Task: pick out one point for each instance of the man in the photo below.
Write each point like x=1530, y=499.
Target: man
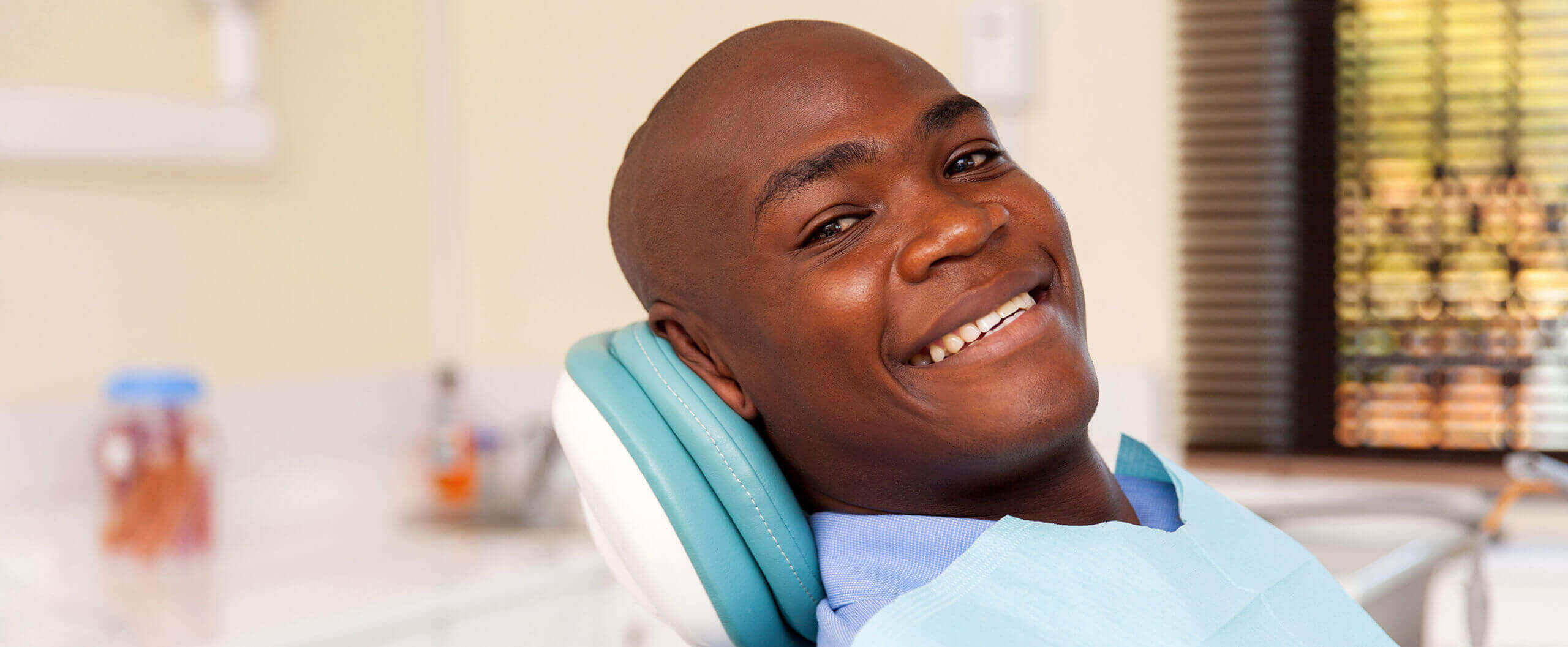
x=835, y=240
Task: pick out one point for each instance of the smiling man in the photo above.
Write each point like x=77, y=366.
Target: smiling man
x=836, y=242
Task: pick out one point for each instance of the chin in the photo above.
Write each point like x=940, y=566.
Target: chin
x=1026, y=425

# Exercise requirements:
Write out all of the records again, requests included, but raise every coordinate in the answers by 82 and leave the pictures out.

# Output of the task:
Task: pick out one point for each instance of the man in the photo below.
Write each point like x=1530, y=499.
Target: man
x=917, y=322
Task: pick out one point for each instance of the smiling man in the photo above.
Write each point like x=77, y=366.
Target: smiling man
x=918, y=324
Task: pick out one point for each instance of the chin in the photo above.
Write each point like x=940, y=566.
Target: chin
x=1108, y=507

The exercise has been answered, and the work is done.